Extrait du document =>
Le rapport majoritaire vient couronner cet effort manifeste du gouvernement d'enterrer ce scandale et de taire la vérité pour éviter de s'éclabousser eux-mêmes. Le gouvernement tente, par tous les moyens, d'empêcher les Canadiens de connaître toute la vérité sur ces manoeuvres fiscales et financières qui ont probablement coûté des milliards de dollars au fisc canadien.
Les députés du Bloc Québécois s'interrogent aussi sur l'attitude du sous-ministre des Finances, David Dodge, qui en agressant verbalement le Vérificateur général lors de la dernière réunion du Comité, a outrepassé toutes les règles de respect. Son comportement inacceptable et irrespectueux démontre l'arrogance du gouvernement envers une des plus importantes institutions de notre système parlementaire.

Matériel fourni =>
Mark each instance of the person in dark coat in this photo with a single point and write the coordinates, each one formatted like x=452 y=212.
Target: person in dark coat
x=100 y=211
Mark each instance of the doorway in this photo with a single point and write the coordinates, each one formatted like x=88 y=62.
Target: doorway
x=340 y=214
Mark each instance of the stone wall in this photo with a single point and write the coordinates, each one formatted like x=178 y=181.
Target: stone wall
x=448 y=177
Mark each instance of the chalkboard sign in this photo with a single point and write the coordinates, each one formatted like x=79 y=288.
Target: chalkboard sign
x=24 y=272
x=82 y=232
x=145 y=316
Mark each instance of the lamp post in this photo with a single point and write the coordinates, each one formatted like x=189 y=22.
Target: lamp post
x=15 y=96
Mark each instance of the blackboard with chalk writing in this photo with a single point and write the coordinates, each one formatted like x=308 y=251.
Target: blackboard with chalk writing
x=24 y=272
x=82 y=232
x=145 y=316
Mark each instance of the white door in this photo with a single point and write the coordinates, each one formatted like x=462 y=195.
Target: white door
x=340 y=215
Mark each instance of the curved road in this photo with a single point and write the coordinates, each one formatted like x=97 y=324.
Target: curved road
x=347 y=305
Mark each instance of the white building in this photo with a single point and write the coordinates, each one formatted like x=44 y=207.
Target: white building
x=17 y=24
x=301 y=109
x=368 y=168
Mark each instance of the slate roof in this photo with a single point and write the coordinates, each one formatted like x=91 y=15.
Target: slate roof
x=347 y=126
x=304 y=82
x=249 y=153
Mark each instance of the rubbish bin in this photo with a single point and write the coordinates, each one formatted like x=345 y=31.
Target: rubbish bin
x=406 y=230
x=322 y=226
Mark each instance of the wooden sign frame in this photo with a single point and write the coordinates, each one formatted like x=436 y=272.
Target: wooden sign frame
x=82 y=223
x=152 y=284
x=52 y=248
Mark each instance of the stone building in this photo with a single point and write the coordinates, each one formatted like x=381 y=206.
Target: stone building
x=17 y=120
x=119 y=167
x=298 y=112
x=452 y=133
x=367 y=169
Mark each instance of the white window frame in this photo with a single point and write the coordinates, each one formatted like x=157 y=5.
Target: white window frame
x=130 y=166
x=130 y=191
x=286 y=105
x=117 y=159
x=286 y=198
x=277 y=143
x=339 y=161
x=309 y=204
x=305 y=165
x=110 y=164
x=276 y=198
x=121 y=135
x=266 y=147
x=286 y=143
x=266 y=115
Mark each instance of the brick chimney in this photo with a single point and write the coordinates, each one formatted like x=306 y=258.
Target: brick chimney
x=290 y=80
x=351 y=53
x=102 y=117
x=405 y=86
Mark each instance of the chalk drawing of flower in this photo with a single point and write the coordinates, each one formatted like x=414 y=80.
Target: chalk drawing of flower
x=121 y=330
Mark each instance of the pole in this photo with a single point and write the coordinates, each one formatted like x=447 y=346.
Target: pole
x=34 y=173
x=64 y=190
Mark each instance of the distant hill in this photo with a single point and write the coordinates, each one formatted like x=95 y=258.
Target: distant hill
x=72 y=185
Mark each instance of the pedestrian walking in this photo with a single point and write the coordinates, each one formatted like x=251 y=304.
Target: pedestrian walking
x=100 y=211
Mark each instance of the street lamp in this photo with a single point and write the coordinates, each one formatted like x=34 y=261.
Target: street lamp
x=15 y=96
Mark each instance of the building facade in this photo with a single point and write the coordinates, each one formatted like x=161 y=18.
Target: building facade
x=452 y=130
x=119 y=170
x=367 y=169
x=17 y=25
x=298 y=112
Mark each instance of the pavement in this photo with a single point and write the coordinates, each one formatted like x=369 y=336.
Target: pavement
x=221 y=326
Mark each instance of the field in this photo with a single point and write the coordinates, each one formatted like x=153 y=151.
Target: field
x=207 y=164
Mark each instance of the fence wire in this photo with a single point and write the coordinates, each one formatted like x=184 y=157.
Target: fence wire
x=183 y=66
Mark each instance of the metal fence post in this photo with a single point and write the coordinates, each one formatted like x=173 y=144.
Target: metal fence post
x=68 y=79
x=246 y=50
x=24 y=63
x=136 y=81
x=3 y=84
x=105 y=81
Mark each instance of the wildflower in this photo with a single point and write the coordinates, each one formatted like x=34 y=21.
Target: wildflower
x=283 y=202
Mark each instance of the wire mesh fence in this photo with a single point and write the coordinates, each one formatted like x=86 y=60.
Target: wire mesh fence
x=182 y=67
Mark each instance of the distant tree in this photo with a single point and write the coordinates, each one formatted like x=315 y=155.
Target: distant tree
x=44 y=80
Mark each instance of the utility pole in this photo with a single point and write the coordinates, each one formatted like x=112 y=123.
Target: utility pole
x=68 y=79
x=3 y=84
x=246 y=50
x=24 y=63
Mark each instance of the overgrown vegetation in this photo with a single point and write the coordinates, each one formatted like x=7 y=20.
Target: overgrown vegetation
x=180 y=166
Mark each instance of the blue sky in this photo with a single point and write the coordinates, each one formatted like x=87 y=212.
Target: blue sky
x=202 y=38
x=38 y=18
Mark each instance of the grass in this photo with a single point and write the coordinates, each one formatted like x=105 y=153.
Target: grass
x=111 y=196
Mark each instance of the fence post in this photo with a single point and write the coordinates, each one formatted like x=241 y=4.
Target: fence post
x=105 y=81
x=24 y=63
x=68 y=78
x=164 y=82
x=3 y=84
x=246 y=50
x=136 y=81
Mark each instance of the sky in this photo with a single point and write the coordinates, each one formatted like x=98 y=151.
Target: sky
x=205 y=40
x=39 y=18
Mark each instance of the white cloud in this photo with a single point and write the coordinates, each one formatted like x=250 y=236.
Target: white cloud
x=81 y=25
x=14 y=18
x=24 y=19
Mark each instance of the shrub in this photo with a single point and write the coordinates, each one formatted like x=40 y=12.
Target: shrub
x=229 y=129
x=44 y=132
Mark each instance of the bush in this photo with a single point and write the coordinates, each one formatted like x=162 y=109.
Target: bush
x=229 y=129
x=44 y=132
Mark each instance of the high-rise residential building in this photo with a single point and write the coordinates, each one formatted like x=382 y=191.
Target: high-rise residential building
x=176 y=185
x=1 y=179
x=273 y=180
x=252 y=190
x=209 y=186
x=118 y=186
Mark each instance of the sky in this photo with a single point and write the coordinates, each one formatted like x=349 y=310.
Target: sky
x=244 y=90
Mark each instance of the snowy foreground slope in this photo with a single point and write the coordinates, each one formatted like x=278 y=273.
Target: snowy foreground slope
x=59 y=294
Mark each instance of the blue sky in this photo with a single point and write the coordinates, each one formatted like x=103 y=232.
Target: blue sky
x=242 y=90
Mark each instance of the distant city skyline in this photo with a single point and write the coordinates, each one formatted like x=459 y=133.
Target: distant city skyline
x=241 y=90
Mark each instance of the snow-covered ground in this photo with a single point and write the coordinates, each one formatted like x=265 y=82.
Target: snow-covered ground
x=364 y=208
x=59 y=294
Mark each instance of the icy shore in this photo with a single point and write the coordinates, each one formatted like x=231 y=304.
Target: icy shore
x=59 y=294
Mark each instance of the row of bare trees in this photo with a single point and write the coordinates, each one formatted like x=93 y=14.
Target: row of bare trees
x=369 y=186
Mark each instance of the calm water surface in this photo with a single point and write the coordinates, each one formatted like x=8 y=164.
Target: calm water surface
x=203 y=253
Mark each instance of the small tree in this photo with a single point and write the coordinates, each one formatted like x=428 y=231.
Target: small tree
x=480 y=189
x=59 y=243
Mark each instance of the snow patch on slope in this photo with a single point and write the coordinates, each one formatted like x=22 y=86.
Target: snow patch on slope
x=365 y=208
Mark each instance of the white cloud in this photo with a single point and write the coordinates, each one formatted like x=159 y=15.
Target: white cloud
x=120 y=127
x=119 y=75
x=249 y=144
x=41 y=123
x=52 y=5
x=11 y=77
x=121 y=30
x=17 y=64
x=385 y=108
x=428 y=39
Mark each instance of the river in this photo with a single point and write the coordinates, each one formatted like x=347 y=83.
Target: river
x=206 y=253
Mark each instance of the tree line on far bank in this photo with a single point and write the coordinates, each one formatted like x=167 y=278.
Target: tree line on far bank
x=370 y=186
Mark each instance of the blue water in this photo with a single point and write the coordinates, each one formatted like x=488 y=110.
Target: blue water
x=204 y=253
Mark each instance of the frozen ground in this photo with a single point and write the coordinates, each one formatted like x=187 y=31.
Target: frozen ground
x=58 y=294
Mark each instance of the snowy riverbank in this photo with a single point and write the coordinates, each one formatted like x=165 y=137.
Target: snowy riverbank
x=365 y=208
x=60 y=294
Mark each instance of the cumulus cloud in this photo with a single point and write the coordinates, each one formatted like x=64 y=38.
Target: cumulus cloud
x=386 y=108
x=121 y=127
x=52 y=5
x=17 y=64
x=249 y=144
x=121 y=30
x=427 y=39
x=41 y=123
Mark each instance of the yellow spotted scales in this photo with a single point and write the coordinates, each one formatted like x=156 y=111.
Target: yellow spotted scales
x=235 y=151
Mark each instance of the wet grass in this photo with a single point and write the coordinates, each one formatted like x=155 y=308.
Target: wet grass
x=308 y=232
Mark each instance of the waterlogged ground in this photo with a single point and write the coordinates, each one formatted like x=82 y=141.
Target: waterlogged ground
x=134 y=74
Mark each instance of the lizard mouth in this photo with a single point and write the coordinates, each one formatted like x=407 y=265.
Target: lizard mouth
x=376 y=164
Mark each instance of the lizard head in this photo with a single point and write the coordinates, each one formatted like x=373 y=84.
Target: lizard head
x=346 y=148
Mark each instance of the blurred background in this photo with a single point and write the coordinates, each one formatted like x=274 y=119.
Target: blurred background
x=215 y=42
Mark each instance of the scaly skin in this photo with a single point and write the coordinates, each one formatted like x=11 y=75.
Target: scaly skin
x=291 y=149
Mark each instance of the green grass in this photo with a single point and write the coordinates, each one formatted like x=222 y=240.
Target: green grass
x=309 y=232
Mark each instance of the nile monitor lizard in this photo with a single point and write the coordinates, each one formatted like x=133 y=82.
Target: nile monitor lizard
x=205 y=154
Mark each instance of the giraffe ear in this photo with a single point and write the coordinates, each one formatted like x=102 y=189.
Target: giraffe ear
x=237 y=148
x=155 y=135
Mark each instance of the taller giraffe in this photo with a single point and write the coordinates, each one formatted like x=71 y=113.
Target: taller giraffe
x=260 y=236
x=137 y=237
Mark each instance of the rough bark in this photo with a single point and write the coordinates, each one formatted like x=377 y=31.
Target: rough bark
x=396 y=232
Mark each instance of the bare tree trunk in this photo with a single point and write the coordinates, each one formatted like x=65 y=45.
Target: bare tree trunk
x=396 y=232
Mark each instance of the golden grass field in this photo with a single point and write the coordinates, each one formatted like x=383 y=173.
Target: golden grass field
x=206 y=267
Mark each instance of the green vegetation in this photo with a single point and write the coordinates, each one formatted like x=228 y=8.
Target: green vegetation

Consigne => Recopiez en entier l'extrait du document sur le rapport majoritaire, sans rien y changer.

Réponse finale =>
Le rapport majoritaire vient couronner cet effort manifeste du gouvernement d'enterrer ce scandale et de taire la vérité pour éviter de s'éclabousser eux-mêmes. Le gouvernement tente, par tous les moyens, d'empêcher les Canadiens de connaître toute la vérité sur ces manoeuvres fiscales et financières qui ont probablement coûté des milliards de dollars au fisc canadien.
Les députés du Bloc Québécois s'interrogent aussi sur l'attitude du sous-ministre des Finances, David Dodge, qui en agressant verbalement le Vérificateur général lors de la dernière réunion du Comité, a outrepassé toutes les règles de respect. Son comportement inacceptable et irrespectueux démontre l'arrogance du gouvernement envers une des plus importantes institutions de notre système parlementaire.